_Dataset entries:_
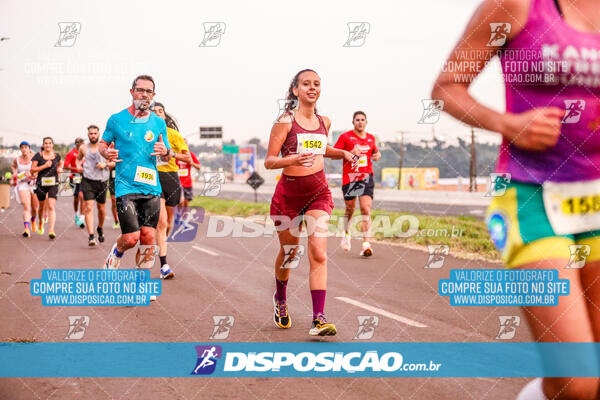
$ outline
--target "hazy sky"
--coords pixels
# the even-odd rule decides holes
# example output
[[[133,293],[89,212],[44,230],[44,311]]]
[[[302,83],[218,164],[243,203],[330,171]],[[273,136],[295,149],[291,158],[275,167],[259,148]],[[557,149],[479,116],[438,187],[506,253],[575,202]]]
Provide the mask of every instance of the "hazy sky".
[[[0,1],[0,136],[8,144],[70,142],[104,128],[130,103],[141,73],[156,99],[197,141],[201,125],[225,138],[268,139],[290,79],[302,68],[322,79],[320,113],[332,130],[351,129],[367,112],[367,130],[393,140],[399,129],[431,137],[419,125],[421,99],[479,0],[422,1]],[[59,22],[79,22],[72,47],[55,47]],[[217,47],[199,47],[203,22],[224,22]],[[348,22],[370,25],[362,47],[343,47]],[[504,109],[499,64],[472,88]],[[484,97],[485,96],[485,97]],[[436,132],[466,136],[444,115]],[[420,134],[419,134],[420,132]],[[489,138],[489,136],[488,136]]]

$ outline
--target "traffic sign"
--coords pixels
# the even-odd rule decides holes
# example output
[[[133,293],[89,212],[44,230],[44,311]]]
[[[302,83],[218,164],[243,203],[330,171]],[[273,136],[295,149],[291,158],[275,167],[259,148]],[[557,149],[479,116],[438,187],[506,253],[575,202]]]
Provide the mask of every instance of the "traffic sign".
[[[252,189],[256,190],[265,183],[265,180],[260,176],[256,171],[250,175],[250,177],[246,180],[246,183],[252,187]]]

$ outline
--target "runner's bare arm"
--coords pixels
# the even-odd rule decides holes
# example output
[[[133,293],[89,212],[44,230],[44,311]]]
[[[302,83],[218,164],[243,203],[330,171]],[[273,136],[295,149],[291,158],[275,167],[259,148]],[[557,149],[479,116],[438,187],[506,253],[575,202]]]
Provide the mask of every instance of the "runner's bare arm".
[[[48,163],[50,163],[50,165],[48,165]],[[52,161],[48,160],[46,161],[44,164],[38,166],[38,162],[37,161],[31,161],[31,173],[33,174],[37,174],[38,172],[46,169],[46,168],[50,168],[52,166]]]
[[[358,159],[359,159],[359,157],[357,155],[352,154],[349,151],[342,150],[342,149],[336,149],[335,147],[332,147],[332,146],[327,146],[325,148],[325,157],[331,158],[332,160],[343,159],[345,161],[348,161],[348,162],[352,163],[352,168],[354,168],[356,166],[356,164],[358,164]]]
[[[81,146],[79,146],[79,149],[77,150],[77,160],[78,161],[83,160],[83,157],[85,157],[86,152],[87,152],[87,146],[85,144],[82,144]]]
[[[104,140],[100,139],[100,143],[98,144],[98,151],[100,152],[100,155],[104,158],[106,158],[108,160],[107,154],[106,154],[106,150],[108,150],[108,146],[110,143],[105,142]]]
[[[100,155],[104,157],[107,161],[112,161],[116,163],[122,161],[118,159],[119,150],[115,149],[115,142],[110,142],[109,144],[104,140],[100,140],[98,151],[100,151]]]
[[[269,145],[267,147],[267,156],[265,157],[266,169],[285,168],[291,165],[302,165],[310,162],[313,155],[310,153],[290,154],[285,157],[279,157],[281,146],[287,138],[287,134],[292,129],[292,120],[289,115],[283,115],[278,122],[273,124],[271,128],[271,136],[269,137]]]
[[[190,152],[187,150],[181,150],[181,153],[175,153],[175,159],[185,163],[192,163],[192,156],[190,156]]]
[[[505,21],[512,25],[508,40],[518,34],[527,20],[528,1],[485,0],[471,17],[458,43],[448,56],[446,68],[437,78],[431,94],[433,99],[444,100],[444,111],[475,127],[503,132],[504,117],[473,98],[468,88],[483,70],[485,64],[501,50],[486,47],[490,40],[490,23]],[[454,72],[463,67],[461,72]]]
[[[501,48],[486,47],[490,23],[511,24],[507,40],[514,38],[527,22],[529,1],[485,0],[475,11],[446,67],[434,84],[432,98],[444,101],[444,111],[477,128],[501,133],[518,147],[544,150],[556,144],[563,110],[541,107],[520,114],[501,113],[484,106],[469,94],[469,86],[486,63]],[[450,68],[456,66],[457,68]],[[460,72],[459,66],[462,67]]]

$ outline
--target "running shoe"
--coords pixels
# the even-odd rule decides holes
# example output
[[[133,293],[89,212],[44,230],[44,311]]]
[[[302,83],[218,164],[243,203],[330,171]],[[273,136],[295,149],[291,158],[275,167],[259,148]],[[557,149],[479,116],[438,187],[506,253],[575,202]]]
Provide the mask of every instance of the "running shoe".
[[[344,249],[344,251],[350,251],[350,249],[352,248],[351,239],[352,237],[350,233],[344,232],[344,236],[342,237],[342,249]]]
[[[92,236],[92,237],[90,237],[90,238],[88,239],[88,246],[90,246],[90,247],[93,247],[93,246],[95,246],[96,244],[97,244],[97,243],[96,243],[96,239],[94,239],[94,237],[93,237],[93,236]]]
[[[360,255],[363,257],[371,257],[373,255],[373,249],[371,248],[371,243],[363,242],[362,250],[360,251]]]
[[[25,230],[23,231],[23,237],[30,237],[31,236],[31,232],[29,231],[29,228],[25,228]]]
[[[96,231],[98,232],[98,242],[104,243],[104,231],[100,227],[97,227]]]
[[[79,215],[75,214],[75,225],[79,226]]]
[[[44,217],[44,223],[47,224],[48,223],[48,217]]]
[[[113,224],[113,229],[121,229],[121,225],[119,225],[119,223],[118,223],[118,222],[115,222],[115,223]]]
[[[79,217],[79,224],[77,224],[77,225],[79,225],[79,227],[81,229],[85,228],[85,217],[83,217],[83,216]]]
[[[40,224],[38,230],[37,230],[38,235],[43,235],[44,234],[44,224]]]
[[[156,296],[150,296],[150,301],[156,301]]]
[[[52,240],[56,239],[56,233],[54,232],[48,232],[48,237]]]
[[[292,318],[288,314],[287,304],[284,301],[279,301],[273,293],[273,322],[282,329],[288,329],[292,326]]]
[[[173,273],[173,271],[171,271],[171,267],[169,267],[169,264],[165,264],[162,267],[160,267],[161,279],[173,279],[174,277],[175,274]]]
[[[108,257],[106,257],[106,261],[104,261],[104,269],[118,269],[119,264],[121,263],[121,257],[117,256],[117,244],[113,244],[113,247],[110,249],[108,253]]]
[[[335,325],[327,322],[323,314],[313,319],[312,328],[308,331],[310,336],[335,336],[336,333]]]
[[[31,232],[37,232],[37,221],[31,221]]]

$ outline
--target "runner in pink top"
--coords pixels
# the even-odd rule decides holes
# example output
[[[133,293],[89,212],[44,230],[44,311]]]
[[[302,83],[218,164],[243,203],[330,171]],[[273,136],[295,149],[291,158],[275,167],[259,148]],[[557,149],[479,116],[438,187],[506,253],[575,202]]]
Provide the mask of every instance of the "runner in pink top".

_What you have to do:_
Return every entry above exactly as written, with no pictures included.

_Solved problem:_
$ outline
--target "hazy sky"
--coords pixels
# the even-odd rule decides holes
# example output
[[[133,293],[89,212],[44,230],[44,311]]]
[[[302,83],[218,164],[243,203],[330,171]],[[273,136],[295,149],[291,158],[275,167],[259,148]],[[557,149],[479,116],[438,187],[506,253],[575,202]]]
Provide the mask of every instance of the "hazy sky".
[[[0,1],[0,136],[8,144],[70,142],[104,128],[130,103],[141,73],[156,99],[197,141],[201,125],[225,138],[268,139],[290,79],[302,68],[322,79],[320,113],[332,130],[351,129],[367,112],[367,130],[393,140],[399,129],[431,137],[419,125],[421,99],[479,0],[422,1]],[[59,22],[79,22],[72,47],[55,47]],[[217,47],[199,47],[203,22],[224,22]],[[348,22],[370,25],[362,47],[343,47]],[[504,109],[499,64],[472,88]],[[484,97],[485,96],[485,97]],[[436,132],[466,136],[444,115]],[[420,134],[419,134],[420,132]],[[489,138],[489,136],[488,136]]]

$ outline
--target "traffic sign"
--coords pixels
# the even-odd rule decides holes
# example output
[[[133,293],[89,212],[44,230],[44,311]]]
[[[302,83],[218,164],[243,203],[330,171]],[[273,136],[295,149],[291,158],[275,167],[259,148]],[[557,149],[479,116],[438,187],[506,253],[575,202]]]
Provide the mask of every instance of the "traffic sign".
[[[252,189],[256,190],[265,183],[265,180],[260,176],[256,171],[250,175],[250,177],[246,180],[246,183],[252,187]]]

$ outline
--target "runner's bare arm"
--coords pixels
# the even-odd rule decides holes
# example output
[[[133,293],[89,212],[44,230],[44,311]]]
[[[302,83],[218,164],[243,203],[330,171]],[[273,136],[295,149],[291,158],[275,167],[259,148]],[[557,149],[479,116],[438,187],[506,253],[575,202]]]
Provide the mask of every instance of the "runner's bare arm".
[[[48,163],[50,163],[50,165],[48,165]],[[52,161],[48,160],[46,161],[44,164],[38,166],[38,162],[37,161],[31,161],[31,173],[33,174],[37,174],[38,172],[46,169],[46,168],[50,168],[52,166]]]
[[[358,159],[359,159],[359,157],[357,155],[352,154],[349,151],[342,150],[342,149],[336,149],[335,147],[332,147],[332,146],[327,146],[325,148],[325,157],[331,158],[332,160],[343,159],[345,161],[348,161],[348,162],[352,163],[352,168],[354,168],[356,166],[356,164],[358,164]]]
[[[81,146],[79,146],[79,149],[77,150],[77,160],[78,161],[83,160],[83,157],[85,157],[86,152],[87,152],[87,146],[85,144],[82,144]]]
[[[104,140],[100,139],[100,143],[98,144],[98,151],[100,152],[100,155],[104,158],[106,158],[108,160],[107,154],[106,154],[106,150],[108,150],[108,146],[110,143],[105,142]]]
[[[100,155],[104,157],[107,161],[112,161],[116,163],[122,161],[118,159],[119,150],[115,149],[115,142],[110,142],[109,144],[104,140],[100,140],[98,151],[100,151]]]
[[[269,145],[267,147],[267,156],[265,157],[266,169],[285,168],[291,165],[302,165],[310,162],[313,155],[310,153],[290,154],[285,157],[279,157],[281,146],[287,138],[287,134],[292,129],[292,120],[289,115],[283,115],[278,122],[273,124],[271,128],[271,136],[269,137]]]
[[[190,152],[187,150],[181,150],[181,153],[175,153],[175,159],[185,163],[192,163],[192,156],[190,156]]]
[[[505,21],[512,25],[508,40],[518,34],[527,20],[528,1],[485,0],[471,17],[458,43],[448,56],[446,68],[437,78],[431,94],[433,99],[444,100],[444,111],[475,127],[503,132],[504,117],[473,98],[468,88],[483,70],[485,64],[501,50],[486,47],[490,40],[490,23]],[[454,72],[463,67],[461,72]]]
[[[501,48],[486,47],[490,23],[511,24],[507,40],[514,38],[527,22],[529,1],[485,0],[475,11],[446,67],[434,84],[432,98],[444,101],[444,111],[477,128],[501,133],[518,147],[544,150],[556,144],[563,110],[541,107],[520,114],[501,113],[484,106],[469,94],[469,86],[486,63]],[[450,68],[456,66],[457,68]],[[460,72],[459,66],[462,67]]]

$ outline
--target "running shoe"
--coords pixels
# the even-odd rule decides holes
# example output
[[[133,293],[89,212],[44,230],[44,311]]]
[[[302,83],[218,164],[243,203],[330,171]],[[273,136],[295,149],[291,158],[275,167],[259,148]],[[557,149],[479,116],[438,187],[506,253],[575,202]]]
Provide the mask of every instance of the "running shoe".
[[[344,249],[344,251],[350,251],[350,249],[352,248],[351,239],[352,237],[350,233],[344,232],[344,236],[342,237],[342,249]]]
[[[92,236],[92,237],[90,237],[90,238],[88,239],[88,246],[90,246],[90,247],[93,247],[93,246],[95,246],[96,244],[97,244],[97,243],[96,243],[96,239],[94,239],[94,237],[93,237],[93,236]]]
[[[360,255],[363,257],[371,257],[373,255],[373,249],[371,248],[371,243],[363,242],[362,250],[360,251]]]
[[[25,230],[23,231],[23,237],[30,237],[31,236],[31,232],[29,231],[29,228],[25,228]]]
[[[96,231],[98,232],[98,242],[104,243],[104,231],[100,227],[97,227]]]
[[[79,215],[75,214],[75,225],[79,226]]]
[[[44,217],[44,223],[47,224],[48,223],[48,217]]]
[[[113,224],[113,229],[121,229],[121,225],[119,225],[119,223],[118,223],[118,222],[115,222],[115,223]]]
[[[79,217],[79,224],[77,224],[77,225],[79,225],[79,227],[81,229],[85,228],[85,217],[83,217],[83,216]]]
[[[40,224],[38,230],[37,230],[38,235],[43,235],[44,234],[44,224]]]
[[[156,296],[150,296],[150,301],[156,301]]]
[[[52,240],[56,239],[56,233],[54,232],[48,232],[48,237]]]
[[[292,318],[288,314],[287,304],[284,301],[279,301],[273,293],[273,322],[282,329],[288,329],[292,326]]]
[[[173,273],[173,271],[171,271],[171,267],[169,267],[169,264],[165,264],[162,267],[160,267],[161,279],[173,279],[174,277],[175,274]]]
[[[108,257],[106,257],[106,261],[104,261],[104,269],[118,269],[119,264],[121,263],[121,257],[117,256],[117,244],[113,244],[113,247],[110,249],[108,253]]]
[[[335,325],[327,322],[323,314],[313,319],[312,328],[308,331],[310,336],[335,336],[336,333]]]
[[[31,232],[37,232],[37,221],[31,221]]]

$ outline
--target "runner in pink top"
--coords pixels
# the even-odd rule decides holes
# example output
[[[133,293],[89,212],[44,230],[44,311]]]
[[[302,83],[218,164],[243,203],[330,171]],[[273,136],[295,149],[291,158],[275,167],[259,148]],[[557,149],[479,116],[438,187],[506,253],[575,202]]]
Provide the mask of every instance of the "runner in pink top".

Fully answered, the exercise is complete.